_AUFGABENSTELLUNG_
Überarbeite die folgenden Zeilen, indem du "straight edges" durch "straight segments" ersetzt, und gib sie sonst unverändert wieder. Lass die Bilder dabei weg.

_ANGEZEIGTE DATEN_
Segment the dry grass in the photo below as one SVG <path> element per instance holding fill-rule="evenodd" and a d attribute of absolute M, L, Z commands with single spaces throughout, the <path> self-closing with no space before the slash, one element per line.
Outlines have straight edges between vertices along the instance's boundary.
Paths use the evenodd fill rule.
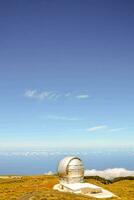
<path fill-rule="evenodd" d="M 134 200 L 134 180 L 122 180 L 104 185 L 94 179 L 87 182 L 102 186 L 115 193 L 121 200 Z M 81 195 L 61 193 L 52 190 L 58 183 L 56 176 L 24 176 L 18 178 L 0 178 L 0 200 L 92 200 Z M 117 198 L 113 198 L 113 200 Z M 104 199 L 103 199 L 104 200 Z"/>

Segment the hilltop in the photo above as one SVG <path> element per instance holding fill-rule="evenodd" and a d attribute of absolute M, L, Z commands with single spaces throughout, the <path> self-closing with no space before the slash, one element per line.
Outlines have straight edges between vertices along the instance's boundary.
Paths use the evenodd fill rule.
<path fill-rule="evenodd" d="M 134 180 L 118 179 L 105 182 L 104 179 L 86 177 L 85 181 L 106 188 L 121 200 L 134 199 Z M 130 179 L 130 178 L 129 178 Z M 54 191 L 58 183 L 55 175 L 38 176 L 0 176 L 0 200 L 93 200 L 94 198 Z M 117 198 L 112 198 L 112 200 Z M 104 200 L 104 199 L 103 199 Z"/>

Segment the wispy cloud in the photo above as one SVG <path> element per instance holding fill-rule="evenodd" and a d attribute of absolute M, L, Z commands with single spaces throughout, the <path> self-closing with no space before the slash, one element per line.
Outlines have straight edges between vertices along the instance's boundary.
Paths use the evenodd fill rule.
<path fill-rule="evenodd" d="M 66 116 L 47 116 L 45 119 L 50 119 L 50 120 L 61 120 L 61 121 L 79 121 L 81 119 L 75 118 L 75 117 L 66 117 Z"/>
<path fill-rule="evenodd" d="M 29 89 L 26 90 L 24 93 L 24 96 L 31 99 L 37 99 L 37 100 L 56 100 L 59 98 L 64 99 L 88 99 L 88 94 L 78 94 L 76 95 L 75 92 L 66 92 L 66 93 L 58 93 L 53 91 L 39 91 L 36 89 Z"/>
<path fill-rule="evenodd" d="M 76 96 L 77 99 L 88 99 L 89 95 L 88 94 L 80 94 Z"/>
<path fill-rule="evenodd" d="M 122 131 L 125 128 L 113 128 L 113 129 L 109 129 L 110 132 L 118 132 L 118 131 Z"/>
<path fill-rule="evenodd" d="M 134 176 L 134 171 L 130 171 L 124 168 L 114 168 L 114 169 L 106 169 L 106 170 L 85 170 L 86 176 L 100 176 L 105 179 L 113 179 L 117 177 L 127 177 Z"/>
<path fill-rule="evenodd" d="M 99 126 L 94 126 L 94 127 L 88 128 L 87 131 L 96 132 L 96 131 L 105 130 L 105 129 L 107 129 L 107 125 L 99 125 Z"/>
<path fill-rule="evenodd" d="M 37 90 L 26 90 L 24 93 L 25 97 L 31 98 L 31 99 L 38 99 L 38 100 L 55 100 L 60 97 L 60 95 L 56 92 L 51 91 L 37 91 Z"/>

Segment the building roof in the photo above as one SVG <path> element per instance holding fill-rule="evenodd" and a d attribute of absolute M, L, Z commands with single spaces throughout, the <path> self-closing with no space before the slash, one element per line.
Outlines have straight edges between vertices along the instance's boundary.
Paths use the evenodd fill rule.
<path fill-rule="evenodd" d="M 67 175 L 68 166 L 79 166 L 82 165 L 82 161 L 80 158 L 76 156 L 67 156 L 63 158 L 58 166 L 58 174 L 60 177 L 64 177 Z"/>

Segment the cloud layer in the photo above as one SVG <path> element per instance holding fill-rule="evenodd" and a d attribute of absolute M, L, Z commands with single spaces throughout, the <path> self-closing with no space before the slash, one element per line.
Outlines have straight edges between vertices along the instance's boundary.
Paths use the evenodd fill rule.
<path fill-rule="evenodd" d="M 38 90 L 26 90 L 24 93 L 24 96 L 31 99 L 37 99 L 37 100 L 56 100 L 58 98 L 75 98 L 75 99 L 88 99 L 88 94 L 79 94 L 76 95 L 75 93 L 67 92 L 64 94 L 59 94 L 58 92 L 53 91 L 38 91 Z"/>
<path fill-rule="evenodd" d="M 127 170 L 125 168 L 113 168 L 113 169 L 106 169 L 106 170 L 85 170 L 86 176 L 100 176 L 105 179 L 114 179 L 117 177 L 127 177 L 127 176 L 134 176 L 134 171 Z"/>
<path fill-rule="evenodd" d="M 94 127 L 88 128 L 87 131 L 95 132 L 95 131 L 98 131 L 98 130 L 104 130 L 106 128 L 107 128 L 106 125 L 99 125 L 99 126 L 94 126 Z"/>

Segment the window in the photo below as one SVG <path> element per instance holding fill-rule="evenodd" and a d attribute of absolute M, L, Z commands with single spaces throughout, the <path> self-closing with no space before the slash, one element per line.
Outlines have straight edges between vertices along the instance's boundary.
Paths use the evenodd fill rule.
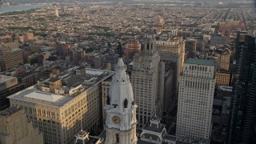
<path fill-rule="evenodd" d="M 116 137 L 116 142 L 119 142 L 119 135 L 116 134 L 115 137 Z"/>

_ÜBUNGSERGEBNIS_
Segment the dry grass in the photo below as one SVG <path> element per instance holding fill-rule="evenodd" and a d attribute of absolute M, L, Z commands with single spaces throughout, the <path> self-closing with no space before the slash, one element per line.
Outlines have straight segments between vertices along the instance's boundary.
Paths use the evenodd fill rule.
<path fill-rule="evenodd" d="M 134 200 L 134 180 L 122 180 L 104 185 L 94 179 L 87 182 L 102 186 L 115 193 L 121 200 Z M 81 195 L 61 193 L 52 190 L 58 183 L 56 176 L 24 176 L 18 178 L 0 178 L 0 200 L 92 200 Z M 117 198 L 113 198 L 113 200 Z M 104 199 L 103 199 L 104 200 Z"/>

Segment the hilltop in the photo above as one SVG <path> element per instance holding fill-rule="evenodd" and a d attribute of absolute M, L, Z commands with single spaces throughout, the <path> self-closing with no space before the slash, one element per line.
Outlines have straight segments between vertices along the instance's boundary.
Paths use the evenodd fill rule.
<path fill-rule="evenodd" d="M 134 180 L 118 179 L 105 182 L 104 179 L 86 177 L 85 181 L 106 188 L 121 200 L 134 199 Z M 130 179 L 130 178 L 129 178 Z M 54 191 L 58 183 L 55 175 L 38 176 L 0 176 L 0 200 L 93 200 L 94 198 Z M 117 198 L 112 198 L 112 200 Z M 104 200 L 104 199 L 103 199 Z"/>

Segment the wispy cloud in the photo above as one SVG <path> element per instance holding fill-rule="evenodd" and a d attribute of absolute M, L, Z commands with single spaces throughout, the <path> self-closing with no space before the slash, one element per line.
Outlines have straight segments between vertices along the instance's boundary.
Paths use the evenodd fill rule.
<path fill-rule="evenodd" d="M 66 116 L 47 116 L 45 119 L 50 119 L 50 120 L 61 120 L 61 121 L 79 121 L 81 119 L 75 118 L 75 117 L 66 117 Z"/>
<path fill-rule="evenodd" d="M 29 89 L 26 90 L 24 93 L 24 96 L 31 99 L 37 99 L 37 100 L 56 100 L 59 98 L 64 99 L 88 99 L 88 94 L 78 94 L 76 95 L 75 92 L 66 92 L 66 93 L 58 93 L 53 91 L 39 91 L 36 89 Z"/>
<path fill-rule="evenodd" d="M 76 96 L 77 99 L 88 99 L 89 95 L 88 94 L 80 94 Z"/>
<path fill-rule="evenodd" d="M 122 131 L 125 128 L 113 128 L 113 129 L 109 129 L 110 132 L 118 132 L 118 131 Z"/>
<path fill-rule="evenodd" d="M 134 176 L 134 171 L 130 171 L 124 168 L 114 168 L 114 169 L 106 169 L 106 170 L 85 170 L 86 176 L 100 176 L 105 179 L 113 179 L 117 177 L 127 177 Z"/>
<path fill-rule="evenodd" d="M 99 126 L 94 126 L 94 127 L 88 128 L 87 131 L 96 132 L 96 131 L 105 130 L 105 129 L 107 129 L 107 125 L 99 125 Z"/>
<path fill-rule="evenodd" d="M 37 90 L 26 90 L 24 93 L 25 97 L 31 98 L 31 99 L 38 99 L 38 100 L 55 100 L 60 97 L 60 95 L 56 92 L 51 91 L 37 91 Z"/>

Segment the building roof in the photo above as one SVG <path> element per instance holding fill-rule="evenodd" and a d attribute of absolute M, L, Z commands with single spaces throughout, the <path> self-closing with no space before the slash, one element per line.
Outlines have straight segments between vertices along the instance's boundary.
Paths use the evenodd fill rule.
<path fill-rule="evenodd" d="M 67 175 L 68 166 L 79 166 L 82 165 L 82 161 L 80 158 L 76 156 L 67 156 L 63 158 L 58 166 L 58 174 L 60 177 L 64 177 Z"/>

Segment the cloud layer in the photo above as one SVG <path> element per instance holding fill-rule="evenodd" and a d attribute of absolute M, L, Z commands with single spaces throughout, the <path> self-closing with no space before the slash, one element per line.
Outlines have straight segments between vertices along the instance's boundary.
Paths use the evenodd fill rule.
<path fill-rule="evenodd" d="M 38 90 L 26 90 L 24 93 L 24 96 L 31 99 L 37 99 L 37 100 L 56 100 L 58 98 L 75 98 L 75 99 L 88 99 L 88 94 L 79 94 L 76 95 L 75 93 L 67 92 L 64 94 L 59 94 L 58 92 L 53 91 L 38 91 Z"/>
<path fill-rule="evenodd" d="M 127 170 L 125 168 L 113 168 L 113 169 L 106 169 L 106 170 L 85 170 L 86 176 L 100 176 L 105 179 L 114 179 L 117 177 L 127 177 L 127 176 L 134 176 L 134 171 Z"/>
<path fill-rule="evenodd" d="M 94 127 L 88 128 L 87 131 L 95 132 L 95 131 L 98 131 L 98 130 L 104 130 L 106 128 L 107 128 L 106 125 L 99 125 L 99 126 L 94 126 Z"/>

Segment the window in the photo below as one SVG <path> element per instance holding fill-rule="evenodd" and a d attribute of absolute M, L, Z commands with single spaces throughout, the <path> self-closing with no space before the slash, one element per line.
Outlines have straight segments between vertices along the instance's boundary.
Paths use the evenodd fill rule.
<path fill-rule="evenodd" d="M 116 137 L 116 142 L 119 142 L 119 135 L 116 134 L 115 137 Z"/>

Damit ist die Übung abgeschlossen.